Segment Start: Selected text
Take privacy and free speech: if one person’s supposed “privacy right” is to conceal their sex, but I can easily see that sex and wish to state it, now I can’t. Because what to me functions as the other person demanding that they can conceal their sex is to them an expression of their true self – the gendered one, not the sexed one.

It’s worth pausing for a second to register how this shift doesn’t merely destroy human rights, it harnesses the machinery of human-rights law to work against human rights. Silencing other people about a perfectly obvious fact that everyone can see – that someone is a man or a woman – now has the force of a human right behind it, namely privacy, when in fact it’s a rights violation – a serious infringement of other people’s freedom of speech. 

Similarly, self-ID means that a man who strips off in front of naked women in a supposedly women-only space is doing something right and proper if he identifies as a woman. Again, this is not just a destruction of human rights, it’s a full reversal. And it’s not just any old human-rights violation, it’s state-sanctioned sex crime – voyeurism and indecent exposure – and an Article 3 violation. The European Court of Human Rights has ruled that being forced to undress in front of someone of the opposite sex violates Article 3 – the right not to suffer torture, inhuman or degrading treatment. And note that Article 3 is an absolute, not qualified, right. 

Hyper-individualism is also hyper-subjectivity. If you can never take the measure of a man, you can’t set objective standards or criteria, and you can’t categorise. If you want to make generalisations, those generalisations can only be under headings like: “people who think of themselves as belonging to a certain category, for which I can give no objective definition, say they experienced things they understood as instances of a certain sort of experience, for which I can also give no objective definition.”

You can’t say: male people commit most violent crimes, or most rape victims are female, or that nearly everyone who works as a firefighter is male, or that every human being who has ever become pregnant is female. You can have no test of the “reasonable person”. 

All boundaries dissolve. That’s what queer theory is about: making it impossible to say that anything is different or separate from anything else. You can’t say things are objectively good or bad – except that it’s definitely bad to disagree with someone’s self-categorisation. This breaks institutions, and specifically, it breaks them at their point of purpose. If an organisation was set up to educate, it starts to indoctrinate – to teach lies, and punish anyone who points out that they are lies. If it was set up to do safeguarding, it starts to work to increase the risks of harm and abuse for vulnerable people. If it was set up to promote free speech, it becomes a censor. If it was set up to support and strengthen women, it instead starts to sideline and put down women and promote men in their place.

It also destroys entire fields of human endeavour. Take scientific research. I’ll give an example I recently heard about from a reviewer for a research funder. They were sent a proposal to research a specific harmful outcome from pregnancy. The researcher was clearly knowledgeable and passionate about it, and the proposal was excellent – except among the criteria for inclusion was “recently gave birth, identifying as female”, and among those for exclusion was “not a trans woman”. But what about mothers who don’t identify as female? And do we really want our science to be done by people who have managed to get confused about whether a trans woman can possibly give birth? When the reviewer followed up it became clear that the researcher did indeed know this, but hadn’t known how to frame the criteria without being criticised for being “transphobic”.
Segment End: Selected text
• Tasks to carry out
**1)** In the passage on gender self-ID, what are the exact words starting at "Take privacy and" and ending at "freedom of speech."? Output that span.
**2)** Answer these questions from the passage on gender self-ID:
(a) What did the European Court of Human Rights rule violates Article 3?
(b) What does the passage say an organization set up to promote free speech becomes?
(c) What was listed among the inclusion criteria in the research proposal?
**3)** According to the passage on gender self-ID, why did the researcher frame the proposal's inclusion criteria as they did? Answer in one to three sentences.
Segment Start: Excerpted records
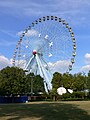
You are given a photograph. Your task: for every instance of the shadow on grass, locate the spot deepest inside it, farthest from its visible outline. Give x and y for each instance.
(42, 111)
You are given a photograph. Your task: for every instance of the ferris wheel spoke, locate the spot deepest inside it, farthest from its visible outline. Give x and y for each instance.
(47, 40)
(26, 67)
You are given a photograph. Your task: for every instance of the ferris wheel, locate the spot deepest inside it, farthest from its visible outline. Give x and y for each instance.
(46, 46)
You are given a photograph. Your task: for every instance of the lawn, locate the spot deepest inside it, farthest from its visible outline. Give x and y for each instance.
(71, 110)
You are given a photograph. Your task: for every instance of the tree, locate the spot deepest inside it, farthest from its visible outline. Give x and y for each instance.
(12, 81)
(79, 82)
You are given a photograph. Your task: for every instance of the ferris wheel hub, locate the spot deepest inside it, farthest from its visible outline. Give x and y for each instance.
(34, 52)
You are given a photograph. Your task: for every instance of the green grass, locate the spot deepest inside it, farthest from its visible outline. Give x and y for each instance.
(71, 110)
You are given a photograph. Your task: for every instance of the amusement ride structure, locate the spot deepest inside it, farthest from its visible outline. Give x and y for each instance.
(47, 45)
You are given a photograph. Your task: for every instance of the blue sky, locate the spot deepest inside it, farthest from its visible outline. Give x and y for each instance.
(16, 15)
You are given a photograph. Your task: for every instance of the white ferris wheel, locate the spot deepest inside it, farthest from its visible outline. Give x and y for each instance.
(47, 45)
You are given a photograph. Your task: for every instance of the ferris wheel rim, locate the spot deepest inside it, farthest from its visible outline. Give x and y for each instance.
(53, 18)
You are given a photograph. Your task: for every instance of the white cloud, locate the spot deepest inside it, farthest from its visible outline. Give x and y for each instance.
(59, 66)
(4, 62)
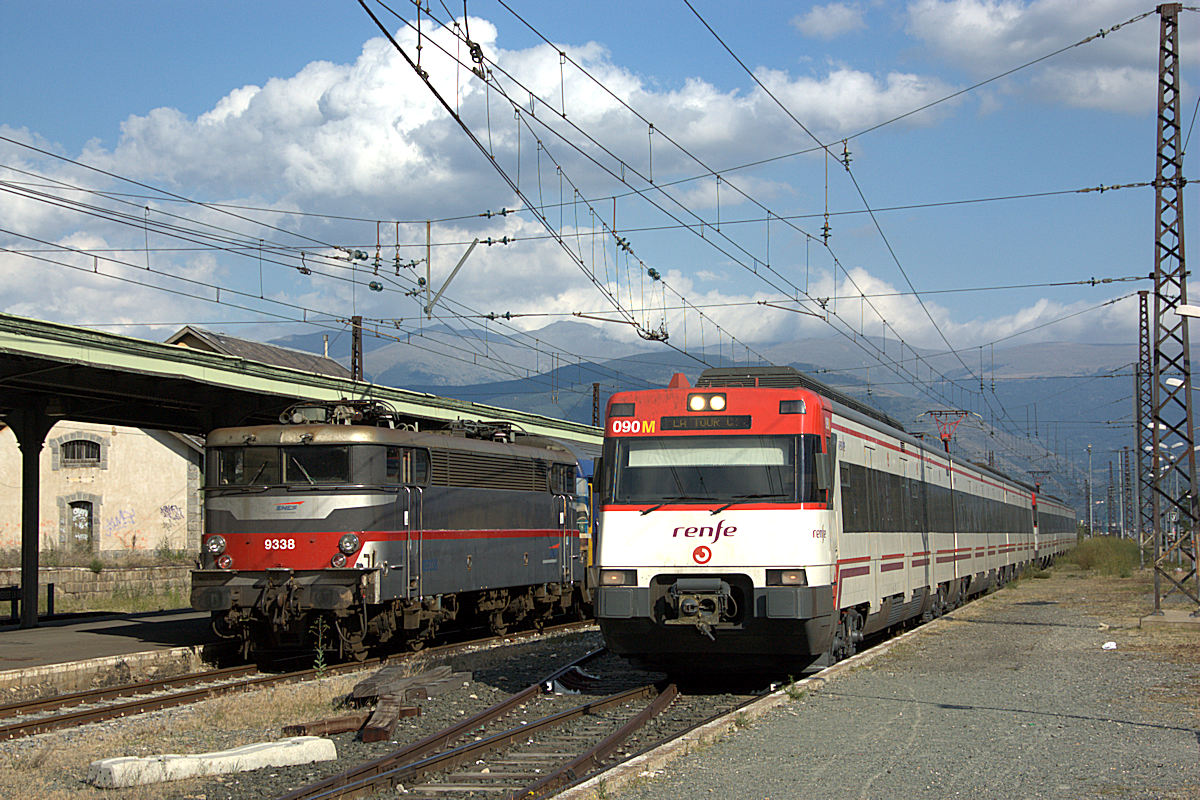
Segment End: Excerpted records
• Results of the exercise
**1)**
Take privacy and free speech: if one person’s supposed “privacy right” is to conceal their sex, but I can easily see that sex and wish to state it, now I can’t. Because what to me functions as the other person demanding that they can conceal their sex is to them an expression of their true self – the gendered one, not the sexed one.

It’s worth pausing for a second to register how this shift doesn’t merely destroy human rights, it harnesses the machinery of human-rights law to work against human rights. Silencing other people about a perfectly obvious fact that everyone can see – that someone is a man or a woman – now has the force of a human right behind it, namely privacy, when in fact it’s a rights violation – a serious infringement of other people’s freedom of speech.

**2)**
(a) Being forced to undress in front of someone of the opposite sex.
(b) A censor.
(c) "recently gave birth, identifying as female"

**3)** The reviewer followed up and learned that the researcher knew a trans woman cannot give birth. The researcher had not known how to frame the criteria without being criticized for being "transphobic."